Records for processing:
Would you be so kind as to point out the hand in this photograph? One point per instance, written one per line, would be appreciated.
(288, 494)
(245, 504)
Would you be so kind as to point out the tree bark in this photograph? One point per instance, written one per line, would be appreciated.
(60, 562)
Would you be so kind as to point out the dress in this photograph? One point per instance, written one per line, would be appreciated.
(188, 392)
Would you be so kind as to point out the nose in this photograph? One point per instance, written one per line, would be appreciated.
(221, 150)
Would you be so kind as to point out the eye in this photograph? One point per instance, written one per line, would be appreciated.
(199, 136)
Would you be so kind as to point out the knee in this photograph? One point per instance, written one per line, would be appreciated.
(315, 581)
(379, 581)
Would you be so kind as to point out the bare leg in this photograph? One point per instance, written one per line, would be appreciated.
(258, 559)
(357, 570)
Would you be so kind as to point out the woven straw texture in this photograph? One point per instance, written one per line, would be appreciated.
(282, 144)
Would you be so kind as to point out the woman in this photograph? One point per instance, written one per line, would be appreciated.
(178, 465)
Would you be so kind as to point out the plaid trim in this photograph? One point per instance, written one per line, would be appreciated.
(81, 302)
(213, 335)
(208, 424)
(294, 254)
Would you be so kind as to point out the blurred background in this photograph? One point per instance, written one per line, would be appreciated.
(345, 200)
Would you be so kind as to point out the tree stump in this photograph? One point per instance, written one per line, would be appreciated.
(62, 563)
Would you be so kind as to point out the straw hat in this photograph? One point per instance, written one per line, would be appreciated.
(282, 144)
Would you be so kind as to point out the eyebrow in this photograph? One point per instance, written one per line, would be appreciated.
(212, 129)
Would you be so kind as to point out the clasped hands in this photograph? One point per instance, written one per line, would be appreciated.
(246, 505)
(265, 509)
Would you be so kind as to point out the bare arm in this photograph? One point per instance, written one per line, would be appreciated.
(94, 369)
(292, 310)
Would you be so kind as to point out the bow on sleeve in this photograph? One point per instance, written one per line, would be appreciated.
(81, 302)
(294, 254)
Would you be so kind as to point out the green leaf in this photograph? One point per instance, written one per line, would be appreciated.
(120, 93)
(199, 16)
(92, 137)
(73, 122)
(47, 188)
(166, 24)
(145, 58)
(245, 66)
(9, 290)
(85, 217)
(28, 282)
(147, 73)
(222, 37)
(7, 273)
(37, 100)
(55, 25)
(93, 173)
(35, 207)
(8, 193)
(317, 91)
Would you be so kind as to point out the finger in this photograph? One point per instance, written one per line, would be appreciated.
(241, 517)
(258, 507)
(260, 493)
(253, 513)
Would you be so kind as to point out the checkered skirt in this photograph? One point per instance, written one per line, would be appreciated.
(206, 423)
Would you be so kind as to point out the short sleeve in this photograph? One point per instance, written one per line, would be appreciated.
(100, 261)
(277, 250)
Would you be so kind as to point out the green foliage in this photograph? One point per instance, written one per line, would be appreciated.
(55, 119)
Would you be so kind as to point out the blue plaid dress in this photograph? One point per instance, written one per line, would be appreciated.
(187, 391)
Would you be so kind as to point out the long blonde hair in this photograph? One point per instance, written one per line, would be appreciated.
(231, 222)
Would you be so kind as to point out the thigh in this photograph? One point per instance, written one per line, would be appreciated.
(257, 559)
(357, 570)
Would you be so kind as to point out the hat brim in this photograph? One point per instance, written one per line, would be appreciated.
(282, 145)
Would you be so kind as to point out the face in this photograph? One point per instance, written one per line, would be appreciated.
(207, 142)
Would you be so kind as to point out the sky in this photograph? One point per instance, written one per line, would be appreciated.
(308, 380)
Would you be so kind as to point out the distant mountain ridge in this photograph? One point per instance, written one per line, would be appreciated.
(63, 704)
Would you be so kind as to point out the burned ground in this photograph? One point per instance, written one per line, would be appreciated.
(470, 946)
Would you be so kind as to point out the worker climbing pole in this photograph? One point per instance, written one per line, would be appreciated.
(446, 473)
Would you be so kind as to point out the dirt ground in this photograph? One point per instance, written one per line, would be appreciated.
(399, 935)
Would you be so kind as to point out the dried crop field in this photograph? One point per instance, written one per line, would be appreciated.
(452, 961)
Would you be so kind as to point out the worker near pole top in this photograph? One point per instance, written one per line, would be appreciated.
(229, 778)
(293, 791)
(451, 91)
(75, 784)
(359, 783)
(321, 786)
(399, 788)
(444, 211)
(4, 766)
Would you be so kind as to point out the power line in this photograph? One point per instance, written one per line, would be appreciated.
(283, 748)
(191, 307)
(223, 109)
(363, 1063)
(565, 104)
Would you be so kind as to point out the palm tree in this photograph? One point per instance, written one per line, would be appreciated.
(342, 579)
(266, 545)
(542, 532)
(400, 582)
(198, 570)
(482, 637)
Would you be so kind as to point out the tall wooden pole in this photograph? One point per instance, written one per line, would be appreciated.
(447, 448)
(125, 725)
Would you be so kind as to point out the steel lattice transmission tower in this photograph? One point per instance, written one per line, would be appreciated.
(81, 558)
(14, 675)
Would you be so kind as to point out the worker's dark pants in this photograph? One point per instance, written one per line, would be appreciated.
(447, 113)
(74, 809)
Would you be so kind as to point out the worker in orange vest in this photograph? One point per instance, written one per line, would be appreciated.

What is needed: Please output the entire listing exactly as it stands.

Solution to the problem:
Would you be so kind as to point out the hand in this photograph? One point per instance, written one per line, would be appreciated.
(288, 494)
(245, 504)
Would you be so kind as to point out the tree bark in this photograph? One point per instance, written one per line, would be appreciated.
(60, 562)
Would you be so kind as to point out the dress in this photograph? One point per instance, written one per line, would be appreciated.
(188, 392)
Would you be so kind as to point out the nose in this photograph? One point per instance, written one per line, would be appreciated.
(221, 150)
Would you be so kind as to point out the eye in this photograph? One point per instance, written one per line, would be appreciated.
(199, 136)
Would you be so kind as to point out the knee in this photograph? One point per instance, written one per line, would be appreciated.
(315, 581)
(379, 581)
Would you be so kind as to point out the bare leg in this photograph? One point per instance, written one per line, would be appreciated.
(258, 559)
(357, 570)
Would you be so kind as to point out the woven straw texture in this photograph? One point per instance, written one per line, would be appreciated.
(282, 144)
Would you be so kind as to point out the woman in this photograph? One point per instance, written one per line, would be appreciated.
(178, 465)
Would you be so kind as to point out the plaid trim in this photograph? One point per instance, written one per line, would be appreciated.
(81, 302)
(213, 335)
(208, 424)
(294, 254)
Would you be so kind as to point out the blurred background in this photograph? One point per instance, written one per line, would be appreciated.
(345, 200)
Would you be so kind as to point out the tree stump in this photograph? One point per instance, written one per line, would be appreciated.
(62, 563)
Would you be so kind as to point out the straw hat in this photograph? One point per instance, written one per line, would be appreciated.
(282, 144)
Would you be so kind as to point out the eyebrow in this photograph? One point per instance, written one per line, would be appreciated.
(212, 129)
Would you be so kind as to point out the clasped hands in this photograph? One point per instance, written one per line, would be appreciated.
(246, 505)
(265, 509)
Would you be so kind as to point out the bare arm in this photograph? One point per instance, written one per line, would be appreciated.
(94, 369)
(292, 310)
Would you be so kind as to point out the bow on sleeve in this photograph? One point per instance, written one per line, would be appreciated.
(81, 302)
(294, 254)
Would you be so kind as to point out the green leaf in this photograph? One point per instance, written one per line, would be appreciated.
(120, 93)
(199, 16)
(92, 137)
(73, 122)
(47, 188)
(166, 24)
(145, 58)
(245, 66)
(9, 290)
(85, 217)
(28, 282)
(147, 73)
(222, 37)
(7, 273)
(37, 100)
(55, 25)
(93, 173)
(35, 207)
(8, 193)
(317, 91)
Would you be so kind as to point out the finger in this photograph? One point per instance, written one per line, would be appreciated.
(241, 517)
(258, 507)
(260, 493)
(253, 513)
Would you be so kind as to point out the checkered skirt in this photograph? One point per instance, written one per line, would be appreciated.
(206, 423)
Would you be so kind as to point out the short sleeve in this photograph? One point per instance, written one per line, would be appreciated.
(100, 261)
(277, 250)
Would you be so kind as to point out the green foliage in this photograph? One point per instance, written one per line, would be appreciated.
(55, 119)
Would you be so kind as to point out the blue plaid dress in this photograph? One point per instance, written one per line, would be appreciated.
(187, 391)
Would you be so kind as to point out the long blonde hair in this photograph? One point per instance, written one per line, would be appreciated.
(231, 222)
Would you be so kind as to point out the thigh in this photograph? One point per instance, written one per line, would be appreciated.
(257, 559)
(357, 570)
Would you be so kind as to point out the hat brim in this photograph? One point per instance, written one per line, would be appreciated.
(282, 145)
Would you be so kind as to point out the face in this photograph? One point per instance, written one per line, would be appreciated.
(207, 142)
Would you be so kind as to point out the sky in this photograph? One point per instance, written one per line, would be appreciated.
(308, 380)
Would you be so kind as to point out the distant mountain ridge in this photograph? One point per instance, written one per line, would be appreciated.
(63, 704)
Would you be so kind as to point out the burned ground in this photograph? One point per instance, written one per line, would be appreciated.
(470, 946)
Would you be so kind as to point out the worker climbing pole in this photograph? One point per instance, written one per line, would be appreciated.
(446, 473)
Would you be so kind as to point out the dirt ground in this photograph? One point per instance, written one per line, would be appreciated.
(399, 935)
Would you be so kind as to point out the dried crop field in this photograph? One point per instance, written one per line, would be appreciated.
(452, 961)
Would you be so kind as to point out the worker near pole top in this photograph? One point per instance, written one per line, would be appreciated.
(229, 778)
(293, 791)
(451, 91)
(75, 784)
(359, 783)
(321, 786)
(399, 788)
(444, 211)
(4, 766)
Would you be so kind as to point out the power line in this photograph? One point per instance, written one per line, would be appreciated.
(283, 748)
(191, 307)
(223, 109)
(363, 1063)
(565, 104)
Would you be so kind as to point out the palm tree in this photograph? One point per instance, written one per line, would be appreciated.
(342, 579)
(266, 545)
(542, 532)
(400, 582)
(198, 570)
(482, 637)
Would you be so kind as to point out the tall wooden pole in this photograph? One point per instance, written one per line, would be appreciated.
(447, 448)
(125, 725)
Would you be so kind as to point out the steel lattice transmission tower in this photograph? One point per instance, written one per line, would be appreciated.
(81, 558)
(14, 675)
Would you be so kind as to point out the worker's dark pants in this photograph? One point per instance, written one per line, would be appreciated.
(447, 113)
(74, 809)
Would you be so kind as to point out the worker in orange vest in this photograph? One point per instance, written one per line, would be appreciated.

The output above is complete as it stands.